### EXERCISE DETAILS
Pick out each line below that contains the string "correct", paying attention to case, and copy those lines.

### Saved entries
========
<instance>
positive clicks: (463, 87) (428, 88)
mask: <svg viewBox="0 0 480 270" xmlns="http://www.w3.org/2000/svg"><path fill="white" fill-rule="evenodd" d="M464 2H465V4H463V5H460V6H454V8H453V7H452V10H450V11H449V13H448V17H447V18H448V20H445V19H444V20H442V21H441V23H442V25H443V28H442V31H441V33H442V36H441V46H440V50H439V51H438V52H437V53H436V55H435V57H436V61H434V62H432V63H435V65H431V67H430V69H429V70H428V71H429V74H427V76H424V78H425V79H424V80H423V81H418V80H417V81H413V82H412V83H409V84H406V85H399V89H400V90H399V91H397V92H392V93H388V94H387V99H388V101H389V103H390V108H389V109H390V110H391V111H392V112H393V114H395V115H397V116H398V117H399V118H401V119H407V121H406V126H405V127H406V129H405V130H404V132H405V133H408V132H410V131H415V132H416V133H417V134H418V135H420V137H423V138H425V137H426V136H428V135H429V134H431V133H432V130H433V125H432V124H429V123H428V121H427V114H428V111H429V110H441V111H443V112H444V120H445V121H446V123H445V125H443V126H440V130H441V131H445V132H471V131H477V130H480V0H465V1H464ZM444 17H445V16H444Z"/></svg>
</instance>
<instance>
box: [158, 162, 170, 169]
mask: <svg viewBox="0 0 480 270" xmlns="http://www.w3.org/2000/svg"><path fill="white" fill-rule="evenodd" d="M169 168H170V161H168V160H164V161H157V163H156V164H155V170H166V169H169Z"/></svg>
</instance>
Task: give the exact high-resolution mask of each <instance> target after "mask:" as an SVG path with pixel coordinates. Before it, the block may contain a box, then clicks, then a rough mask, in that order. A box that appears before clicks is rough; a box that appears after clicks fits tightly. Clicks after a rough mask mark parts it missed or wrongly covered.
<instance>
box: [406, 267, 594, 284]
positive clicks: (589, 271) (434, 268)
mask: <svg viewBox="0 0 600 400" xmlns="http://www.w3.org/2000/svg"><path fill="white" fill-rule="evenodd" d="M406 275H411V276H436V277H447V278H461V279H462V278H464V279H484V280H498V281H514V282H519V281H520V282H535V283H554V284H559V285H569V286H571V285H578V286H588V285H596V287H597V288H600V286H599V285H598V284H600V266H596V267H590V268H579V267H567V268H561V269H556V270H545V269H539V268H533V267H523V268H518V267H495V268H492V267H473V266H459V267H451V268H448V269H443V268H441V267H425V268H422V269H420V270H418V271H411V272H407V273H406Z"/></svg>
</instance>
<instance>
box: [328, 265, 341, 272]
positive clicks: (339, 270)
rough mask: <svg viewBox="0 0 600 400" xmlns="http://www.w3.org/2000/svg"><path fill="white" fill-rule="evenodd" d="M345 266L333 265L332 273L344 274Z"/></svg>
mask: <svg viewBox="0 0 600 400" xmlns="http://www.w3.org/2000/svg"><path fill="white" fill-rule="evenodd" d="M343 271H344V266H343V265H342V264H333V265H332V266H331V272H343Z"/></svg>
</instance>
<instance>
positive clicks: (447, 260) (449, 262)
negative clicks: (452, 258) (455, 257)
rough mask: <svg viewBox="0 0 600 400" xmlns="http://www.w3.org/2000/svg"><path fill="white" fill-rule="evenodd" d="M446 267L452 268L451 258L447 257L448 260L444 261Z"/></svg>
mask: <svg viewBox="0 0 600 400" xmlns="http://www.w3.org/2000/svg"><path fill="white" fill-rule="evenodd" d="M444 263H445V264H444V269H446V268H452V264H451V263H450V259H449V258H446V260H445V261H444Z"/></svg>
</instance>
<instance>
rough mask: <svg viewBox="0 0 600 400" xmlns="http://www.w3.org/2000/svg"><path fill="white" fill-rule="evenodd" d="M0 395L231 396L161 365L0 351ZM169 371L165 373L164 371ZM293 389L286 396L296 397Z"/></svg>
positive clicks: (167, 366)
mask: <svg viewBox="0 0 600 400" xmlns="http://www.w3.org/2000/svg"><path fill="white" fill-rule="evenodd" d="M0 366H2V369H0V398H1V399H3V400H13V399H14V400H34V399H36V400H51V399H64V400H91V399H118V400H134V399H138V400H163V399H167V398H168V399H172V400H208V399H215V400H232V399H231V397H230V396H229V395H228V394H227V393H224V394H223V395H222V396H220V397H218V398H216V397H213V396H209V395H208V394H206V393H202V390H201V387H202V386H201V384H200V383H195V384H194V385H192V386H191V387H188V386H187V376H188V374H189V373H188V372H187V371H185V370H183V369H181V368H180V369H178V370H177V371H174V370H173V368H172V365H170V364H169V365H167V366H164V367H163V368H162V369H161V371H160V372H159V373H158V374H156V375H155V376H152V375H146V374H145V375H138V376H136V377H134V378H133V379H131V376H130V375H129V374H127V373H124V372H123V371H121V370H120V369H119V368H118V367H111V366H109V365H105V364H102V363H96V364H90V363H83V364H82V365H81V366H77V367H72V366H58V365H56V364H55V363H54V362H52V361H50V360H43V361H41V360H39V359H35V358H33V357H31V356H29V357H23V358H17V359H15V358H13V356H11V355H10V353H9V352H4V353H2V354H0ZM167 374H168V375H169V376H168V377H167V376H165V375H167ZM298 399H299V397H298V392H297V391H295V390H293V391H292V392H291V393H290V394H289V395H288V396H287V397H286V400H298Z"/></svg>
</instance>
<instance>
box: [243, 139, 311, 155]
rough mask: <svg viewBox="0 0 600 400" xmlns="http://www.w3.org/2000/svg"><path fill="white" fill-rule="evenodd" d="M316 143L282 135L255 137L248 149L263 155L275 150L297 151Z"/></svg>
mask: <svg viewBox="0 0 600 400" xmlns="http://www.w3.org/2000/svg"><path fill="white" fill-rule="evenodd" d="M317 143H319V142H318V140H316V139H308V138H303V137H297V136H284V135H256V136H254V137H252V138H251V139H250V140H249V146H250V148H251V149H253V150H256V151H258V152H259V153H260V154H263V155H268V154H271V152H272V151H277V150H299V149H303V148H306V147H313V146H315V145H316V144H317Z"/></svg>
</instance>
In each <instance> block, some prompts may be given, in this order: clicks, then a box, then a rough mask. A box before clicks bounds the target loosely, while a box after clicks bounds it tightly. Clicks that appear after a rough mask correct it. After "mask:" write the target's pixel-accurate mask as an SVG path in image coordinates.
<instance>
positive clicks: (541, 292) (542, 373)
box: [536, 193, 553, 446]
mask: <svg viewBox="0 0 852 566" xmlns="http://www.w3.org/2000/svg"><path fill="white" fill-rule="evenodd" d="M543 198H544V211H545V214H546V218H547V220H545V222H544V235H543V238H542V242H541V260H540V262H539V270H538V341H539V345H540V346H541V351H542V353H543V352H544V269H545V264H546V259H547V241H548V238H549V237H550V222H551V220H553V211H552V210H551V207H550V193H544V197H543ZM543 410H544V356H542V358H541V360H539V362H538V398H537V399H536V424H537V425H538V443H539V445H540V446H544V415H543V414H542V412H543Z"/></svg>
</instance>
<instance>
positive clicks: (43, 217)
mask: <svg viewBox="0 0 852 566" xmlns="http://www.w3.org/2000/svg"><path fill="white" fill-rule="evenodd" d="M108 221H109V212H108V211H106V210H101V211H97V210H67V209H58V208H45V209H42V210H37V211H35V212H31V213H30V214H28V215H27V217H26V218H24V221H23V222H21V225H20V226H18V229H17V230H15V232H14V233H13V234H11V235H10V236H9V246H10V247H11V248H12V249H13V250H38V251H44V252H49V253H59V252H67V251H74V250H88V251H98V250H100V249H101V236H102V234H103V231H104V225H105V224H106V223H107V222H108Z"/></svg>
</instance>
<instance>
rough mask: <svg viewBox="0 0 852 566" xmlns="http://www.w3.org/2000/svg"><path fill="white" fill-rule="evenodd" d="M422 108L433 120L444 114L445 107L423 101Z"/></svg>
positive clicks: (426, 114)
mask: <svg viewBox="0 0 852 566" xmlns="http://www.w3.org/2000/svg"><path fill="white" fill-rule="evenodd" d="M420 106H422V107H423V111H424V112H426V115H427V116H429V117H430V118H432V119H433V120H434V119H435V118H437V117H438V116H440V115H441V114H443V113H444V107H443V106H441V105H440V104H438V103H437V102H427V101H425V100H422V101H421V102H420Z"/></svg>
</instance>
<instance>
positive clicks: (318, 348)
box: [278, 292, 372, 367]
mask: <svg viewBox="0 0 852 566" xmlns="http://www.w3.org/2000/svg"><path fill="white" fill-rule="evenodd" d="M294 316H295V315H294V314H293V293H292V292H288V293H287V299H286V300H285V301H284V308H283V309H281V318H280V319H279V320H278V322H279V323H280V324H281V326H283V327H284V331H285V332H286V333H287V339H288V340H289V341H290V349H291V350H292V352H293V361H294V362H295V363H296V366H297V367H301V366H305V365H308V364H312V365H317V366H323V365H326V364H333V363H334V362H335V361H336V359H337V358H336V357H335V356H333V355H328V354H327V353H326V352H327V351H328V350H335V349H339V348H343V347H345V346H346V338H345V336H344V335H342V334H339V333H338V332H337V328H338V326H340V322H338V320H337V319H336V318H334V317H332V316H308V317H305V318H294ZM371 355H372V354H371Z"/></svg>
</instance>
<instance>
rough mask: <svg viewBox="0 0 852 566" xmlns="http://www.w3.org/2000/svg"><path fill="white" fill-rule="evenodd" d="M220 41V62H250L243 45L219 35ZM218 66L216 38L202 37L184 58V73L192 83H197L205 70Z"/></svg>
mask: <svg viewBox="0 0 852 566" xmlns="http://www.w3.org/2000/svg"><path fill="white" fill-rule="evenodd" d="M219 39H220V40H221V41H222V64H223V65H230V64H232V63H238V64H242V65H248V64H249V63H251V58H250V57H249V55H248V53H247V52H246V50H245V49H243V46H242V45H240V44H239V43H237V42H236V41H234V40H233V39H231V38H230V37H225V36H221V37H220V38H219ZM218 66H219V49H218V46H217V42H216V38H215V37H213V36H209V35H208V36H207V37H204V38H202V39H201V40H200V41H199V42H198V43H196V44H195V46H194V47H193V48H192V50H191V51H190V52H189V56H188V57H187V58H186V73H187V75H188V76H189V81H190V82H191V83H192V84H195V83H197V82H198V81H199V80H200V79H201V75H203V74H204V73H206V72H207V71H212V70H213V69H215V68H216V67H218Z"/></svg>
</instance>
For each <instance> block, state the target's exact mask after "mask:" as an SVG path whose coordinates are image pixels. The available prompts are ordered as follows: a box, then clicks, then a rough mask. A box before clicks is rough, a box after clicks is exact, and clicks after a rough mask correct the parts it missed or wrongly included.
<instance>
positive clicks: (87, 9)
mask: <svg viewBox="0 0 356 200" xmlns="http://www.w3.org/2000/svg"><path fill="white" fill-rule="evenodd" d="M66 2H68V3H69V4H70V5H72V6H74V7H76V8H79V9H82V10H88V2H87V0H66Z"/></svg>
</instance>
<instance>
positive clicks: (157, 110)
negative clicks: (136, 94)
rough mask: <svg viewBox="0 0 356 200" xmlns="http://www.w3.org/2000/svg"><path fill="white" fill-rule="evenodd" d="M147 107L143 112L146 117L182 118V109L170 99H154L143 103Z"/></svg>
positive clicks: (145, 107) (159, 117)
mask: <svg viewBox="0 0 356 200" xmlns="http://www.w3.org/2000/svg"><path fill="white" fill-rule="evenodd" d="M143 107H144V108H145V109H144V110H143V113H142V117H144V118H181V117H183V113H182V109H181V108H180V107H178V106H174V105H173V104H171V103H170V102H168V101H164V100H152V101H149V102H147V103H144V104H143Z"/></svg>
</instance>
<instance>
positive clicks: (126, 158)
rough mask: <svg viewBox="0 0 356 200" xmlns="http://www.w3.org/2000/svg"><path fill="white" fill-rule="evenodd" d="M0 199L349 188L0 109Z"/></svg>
========
### RESPONSE TO THIS TASK
In each <instance> block, some prompts may be given, in this order: clicks, then a box, then a rough mask. A box before clicks bounds the target loosely, while a box after clicks bounds it tightly. Clicks that appear after a rough mask correct it. After "mask:" write the target's pixel-accurate mask as an SVG path in image coordinates.
For each <instance> block, state the target's exact mask after "mask:" as an SVG path whose coordinates are image pixels. The available prompts are ordered as follows: a box, then clicks, then a rough mask. A box before clicks is rough, a box after clicks is exact, and clicks after a rough mask correct the parts it missed or wrongly included.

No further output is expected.